**What you should do**
Summarize the review of the Clueless stage musical in two sentences.

───── Supplied text ─────

By Donna Herman
Amy Heckerling has wised up in revisiting Clueless for the stage in the 21st Century. She’s pitched it for the audience that came of age when the original movie was released in 1995 – Gen X. Well, it would be hard not to. The movie is so entrenched in 1990’s teenage culture that to try and tear it away from it’s roots would be folly. Besides, its original fans are all grown up and should have the bucks to spring for a theater ticket. And the Clueless update includes a nod to today’s activist sentiments, without political overtones. So that it ends on an upbeat, rousing moment that places it squarely in this day and age. Smart.
There are plenty of other smart elements to Clueless, the musical. For instance, plaid is the iconic name of the Clueless design game. Beowulf Boritt has designed a set that is swathed in plaid. There are furniture props that come on and off stage to denote different locations, but the background is always the same. Darrel Maloney’s projection design, which covers the entire back wall and floor of the stage, is a huge expanse of melon colored plaid with a sparkly stripe running through it. Costume designer Amy Clark not only takes up the plaid challenge but recreates Cher (Dove Cameron) and Dionne’s (Zurin Villanueva) iconic first outfits. If it looks like a duck….
The other element that hasn’t strayed too much, if at all, from the movie is the dialog. A lot of it is identical. I know because I watched the movie the night before I saw the musical. Hey, it’s not plagiarism if Amy Heckerling wrote both scripts. And the plot doesn’t really change until the very end – they just add a few musical numbers. Thank goodness. What saves, and makes, Clueless, the musical from being a rehash of a who cares teenage privilege movie, into a fun nostalgic evening, is what they’ve done with the music.

───── Data entries ─────

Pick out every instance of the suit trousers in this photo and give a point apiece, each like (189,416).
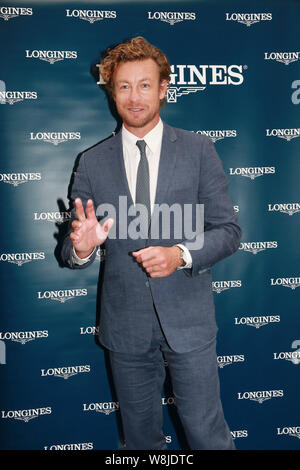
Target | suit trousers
(139,381)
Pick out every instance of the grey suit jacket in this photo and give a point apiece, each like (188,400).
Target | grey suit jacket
(190,172)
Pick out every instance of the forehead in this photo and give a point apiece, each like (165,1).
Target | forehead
(136,70)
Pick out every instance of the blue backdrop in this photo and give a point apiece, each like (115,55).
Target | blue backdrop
(235,76)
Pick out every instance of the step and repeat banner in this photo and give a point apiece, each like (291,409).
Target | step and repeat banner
(236,78)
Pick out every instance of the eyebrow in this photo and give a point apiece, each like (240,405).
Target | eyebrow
(141,80)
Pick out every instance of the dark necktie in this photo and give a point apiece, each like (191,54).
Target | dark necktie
(142,193)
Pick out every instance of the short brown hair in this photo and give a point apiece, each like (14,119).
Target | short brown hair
(134,49)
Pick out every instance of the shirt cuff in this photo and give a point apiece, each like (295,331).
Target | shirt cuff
(80,261)
(188,256)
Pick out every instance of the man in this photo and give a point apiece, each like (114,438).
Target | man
(156,297)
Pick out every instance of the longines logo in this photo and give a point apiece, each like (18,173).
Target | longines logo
(89,330)
(292,356)
(219,286)
(289,208)
(252,172)
(239,433)
(106,407)
(287,134)
(291,282)
(261,395)
(61,295)
(292,431)
(6,13)
(72,446)
(21,258)
(18,178)
(285,57)
(55,217)
(26,415)
(23,336)
(228,360)
(50,56)
(55,138)
(65,372)
(218,134)
(186,79)
(12,97)
(248,18)
(256,247)
(91,15)
(257,321)
(171,17)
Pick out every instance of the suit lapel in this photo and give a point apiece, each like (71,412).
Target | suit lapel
(118,167)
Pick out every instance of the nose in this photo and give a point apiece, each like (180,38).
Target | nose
(134,96)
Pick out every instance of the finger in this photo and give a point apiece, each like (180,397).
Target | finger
(145,254)
(76,224)
(74,237)
(79,209)
(89,209)
(140,252)
(108,225)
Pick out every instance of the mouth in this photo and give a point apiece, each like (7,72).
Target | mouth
(135,110)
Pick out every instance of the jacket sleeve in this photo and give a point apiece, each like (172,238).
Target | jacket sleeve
(222,234)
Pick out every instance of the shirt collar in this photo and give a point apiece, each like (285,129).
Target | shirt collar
(153,138)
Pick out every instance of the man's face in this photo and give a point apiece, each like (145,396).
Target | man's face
(137,92)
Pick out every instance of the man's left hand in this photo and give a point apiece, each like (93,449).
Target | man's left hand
(159,261)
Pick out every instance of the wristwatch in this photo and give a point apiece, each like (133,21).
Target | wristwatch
(184,259)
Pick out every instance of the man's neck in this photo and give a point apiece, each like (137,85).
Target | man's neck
(140,132)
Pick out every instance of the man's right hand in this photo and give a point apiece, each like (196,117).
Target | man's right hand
(88,233)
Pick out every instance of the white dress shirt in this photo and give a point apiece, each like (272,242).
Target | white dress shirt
(131,155)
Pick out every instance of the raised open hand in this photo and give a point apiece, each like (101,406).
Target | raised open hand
(88,233)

─────

**Finished task**
Amy Heckerling's stage version of Clueless is aimed at the Gen X audience that came of age with the 1995 movie, and it adds a nod to today's activist sentiments so that it ends on an upbeat, rousing moment. Its plaid set, plaid projections, and recreated costumes echo the film, much of the dialog is identical, and the plot changes little until the very end, but what makes it a fun nostalgic evening is what has been done with the music.